(Collected data)
# # # # #
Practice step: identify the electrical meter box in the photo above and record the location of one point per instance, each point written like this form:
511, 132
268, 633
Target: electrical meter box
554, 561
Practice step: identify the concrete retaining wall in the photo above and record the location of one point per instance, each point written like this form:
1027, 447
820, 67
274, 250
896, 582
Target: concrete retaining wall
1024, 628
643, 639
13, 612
# # # # #
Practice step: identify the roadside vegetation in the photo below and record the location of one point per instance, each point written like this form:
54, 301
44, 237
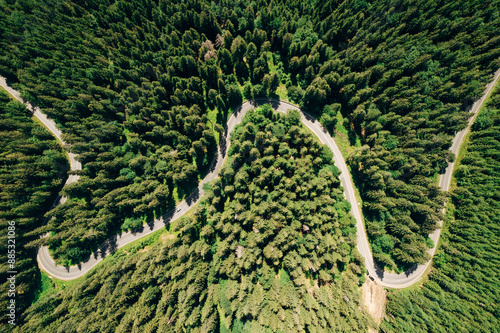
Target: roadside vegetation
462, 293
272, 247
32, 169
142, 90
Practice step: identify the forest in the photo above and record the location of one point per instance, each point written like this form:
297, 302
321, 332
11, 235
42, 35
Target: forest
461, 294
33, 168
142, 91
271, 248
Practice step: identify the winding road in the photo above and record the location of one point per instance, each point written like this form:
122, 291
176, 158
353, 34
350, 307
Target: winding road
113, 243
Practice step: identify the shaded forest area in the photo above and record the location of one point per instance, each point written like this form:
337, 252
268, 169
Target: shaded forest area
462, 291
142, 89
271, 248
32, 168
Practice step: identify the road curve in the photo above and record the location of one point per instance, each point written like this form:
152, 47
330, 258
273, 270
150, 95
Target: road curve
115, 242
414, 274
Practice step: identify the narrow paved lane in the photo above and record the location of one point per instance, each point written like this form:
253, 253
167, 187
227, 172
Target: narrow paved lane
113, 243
# # # # #
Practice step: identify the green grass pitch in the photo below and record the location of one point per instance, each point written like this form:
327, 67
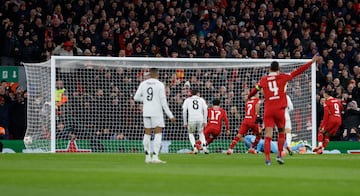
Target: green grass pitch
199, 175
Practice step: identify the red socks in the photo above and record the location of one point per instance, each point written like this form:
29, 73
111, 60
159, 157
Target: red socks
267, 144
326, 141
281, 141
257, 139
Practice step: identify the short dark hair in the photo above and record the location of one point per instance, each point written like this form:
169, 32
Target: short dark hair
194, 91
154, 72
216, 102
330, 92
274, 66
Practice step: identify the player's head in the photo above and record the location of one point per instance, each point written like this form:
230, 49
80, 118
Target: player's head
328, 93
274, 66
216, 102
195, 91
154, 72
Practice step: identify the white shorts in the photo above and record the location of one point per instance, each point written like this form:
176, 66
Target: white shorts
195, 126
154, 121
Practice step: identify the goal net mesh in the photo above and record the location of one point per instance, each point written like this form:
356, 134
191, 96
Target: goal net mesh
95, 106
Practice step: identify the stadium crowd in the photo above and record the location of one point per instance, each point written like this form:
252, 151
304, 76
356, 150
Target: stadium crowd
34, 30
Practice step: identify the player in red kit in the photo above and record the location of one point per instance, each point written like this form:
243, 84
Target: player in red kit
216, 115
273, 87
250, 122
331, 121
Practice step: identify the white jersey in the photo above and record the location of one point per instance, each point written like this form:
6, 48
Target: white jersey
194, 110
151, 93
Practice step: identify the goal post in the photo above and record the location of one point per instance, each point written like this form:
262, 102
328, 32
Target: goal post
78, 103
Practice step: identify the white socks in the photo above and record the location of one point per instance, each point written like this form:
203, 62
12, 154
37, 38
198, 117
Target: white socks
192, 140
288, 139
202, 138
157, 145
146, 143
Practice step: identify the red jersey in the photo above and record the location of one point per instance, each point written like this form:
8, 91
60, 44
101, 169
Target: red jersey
# # # # #
▸ INSTRUCTION
Gather every line above that contains the word "curve", treating uppercase and lowercase as different.

▸ ANSWER FOR THE TASK
Practice step: identify the road curve in the photo above and record the location of one point per instance, each point written like this form:
Target: road curve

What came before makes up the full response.